- **Task requirements**: The answer must be a single number: how many lines in the entries below contain the word "sweater".

Recorded data:
================

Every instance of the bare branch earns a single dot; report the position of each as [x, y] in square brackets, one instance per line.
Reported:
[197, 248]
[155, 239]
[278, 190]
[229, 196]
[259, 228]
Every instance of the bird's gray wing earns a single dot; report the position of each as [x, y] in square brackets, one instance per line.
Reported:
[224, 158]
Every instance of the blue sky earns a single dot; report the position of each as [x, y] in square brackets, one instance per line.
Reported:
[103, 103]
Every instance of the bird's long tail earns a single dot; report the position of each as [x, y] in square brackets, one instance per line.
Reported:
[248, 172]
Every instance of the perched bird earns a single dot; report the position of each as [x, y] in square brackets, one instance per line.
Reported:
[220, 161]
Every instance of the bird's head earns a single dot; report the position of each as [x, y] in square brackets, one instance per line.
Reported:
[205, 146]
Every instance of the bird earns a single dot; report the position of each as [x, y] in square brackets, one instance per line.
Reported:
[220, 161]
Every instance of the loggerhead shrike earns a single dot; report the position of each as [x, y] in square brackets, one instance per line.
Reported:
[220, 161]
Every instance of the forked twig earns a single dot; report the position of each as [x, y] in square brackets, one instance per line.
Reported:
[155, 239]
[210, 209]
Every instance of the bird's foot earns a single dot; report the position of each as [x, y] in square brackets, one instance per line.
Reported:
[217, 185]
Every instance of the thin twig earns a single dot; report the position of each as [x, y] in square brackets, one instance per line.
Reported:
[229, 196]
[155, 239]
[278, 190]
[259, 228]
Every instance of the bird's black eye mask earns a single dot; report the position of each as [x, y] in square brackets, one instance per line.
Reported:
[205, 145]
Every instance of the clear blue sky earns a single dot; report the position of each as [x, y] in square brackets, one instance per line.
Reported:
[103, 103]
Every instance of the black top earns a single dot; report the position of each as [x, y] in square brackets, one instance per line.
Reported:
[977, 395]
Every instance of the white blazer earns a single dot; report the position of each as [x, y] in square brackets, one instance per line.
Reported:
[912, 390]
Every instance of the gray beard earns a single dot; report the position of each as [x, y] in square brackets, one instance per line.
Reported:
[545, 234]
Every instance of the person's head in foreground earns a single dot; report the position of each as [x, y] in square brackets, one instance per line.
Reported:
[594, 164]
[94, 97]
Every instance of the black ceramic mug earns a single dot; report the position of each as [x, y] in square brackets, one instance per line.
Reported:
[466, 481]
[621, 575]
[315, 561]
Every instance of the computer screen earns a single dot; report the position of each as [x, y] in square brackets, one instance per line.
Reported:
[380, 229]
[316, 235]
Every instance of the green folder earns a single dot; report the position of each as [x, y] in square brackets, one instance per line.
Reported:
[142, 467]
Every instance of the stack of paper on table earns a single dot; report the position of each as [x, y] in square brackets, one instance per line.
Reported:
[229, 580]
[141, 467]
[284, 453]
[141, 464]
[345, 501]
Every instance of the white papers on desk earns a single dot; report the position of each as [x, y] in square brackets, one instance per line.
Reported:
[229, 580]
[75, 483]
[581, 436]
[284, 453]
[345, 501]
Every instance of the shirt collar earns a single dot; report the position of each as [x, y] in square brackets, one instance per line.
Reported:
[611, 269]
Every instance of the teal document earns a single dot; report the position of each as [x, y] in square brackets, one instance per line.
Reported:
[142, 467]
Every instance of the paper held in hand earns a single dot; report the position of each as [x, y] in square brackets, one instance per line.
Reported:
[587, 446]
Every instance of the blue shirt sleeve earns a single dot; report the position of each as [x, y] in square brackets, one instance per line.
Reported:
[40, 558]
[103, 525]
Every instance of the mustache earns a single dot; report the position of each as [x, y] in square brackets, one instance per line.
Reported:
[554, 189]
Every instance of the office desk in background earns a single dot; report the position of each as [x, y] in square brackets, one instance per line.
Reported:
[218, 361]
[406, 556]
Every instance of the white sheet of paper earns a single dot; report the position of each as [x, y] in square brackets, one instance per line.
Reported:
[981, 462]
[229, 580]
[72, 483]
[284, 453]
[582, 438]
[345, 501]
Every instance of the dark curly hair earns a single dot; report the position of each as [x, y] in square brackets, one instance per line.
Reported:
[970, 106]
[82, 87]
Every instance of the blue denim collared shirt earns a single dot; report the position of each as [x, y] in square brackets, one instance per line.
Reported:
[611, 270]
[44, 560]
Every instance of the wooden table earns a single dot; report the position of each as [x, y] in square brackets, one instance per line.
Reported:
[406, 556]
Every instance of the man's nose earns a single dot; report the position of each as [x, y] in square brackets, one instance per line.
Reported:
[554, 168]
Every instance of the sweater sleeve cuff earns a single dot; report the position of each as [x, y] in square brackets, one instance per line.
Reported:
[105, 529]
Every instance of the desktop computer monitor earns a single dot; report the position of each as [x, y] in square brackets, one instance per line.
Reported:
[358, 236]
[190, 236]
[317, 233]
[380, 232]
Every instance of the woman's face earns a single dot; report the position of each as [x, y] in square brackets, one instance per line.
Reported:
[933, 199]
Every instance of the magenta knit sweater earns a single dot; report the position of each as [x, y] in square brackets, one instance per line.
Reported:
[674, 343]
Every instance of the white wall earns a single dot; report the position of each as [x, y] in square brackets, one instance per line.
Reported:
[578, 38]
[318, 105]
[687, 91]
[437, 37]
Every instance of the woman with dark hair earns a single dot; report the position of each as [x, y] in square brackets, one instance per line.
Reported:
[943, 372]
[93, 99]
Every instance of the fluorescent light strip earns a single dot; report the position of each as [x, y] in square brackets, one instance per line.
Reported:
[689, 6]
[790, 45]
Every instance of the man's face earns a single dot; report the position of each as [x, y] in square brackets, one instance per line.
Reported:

================

- **Your solution**: 2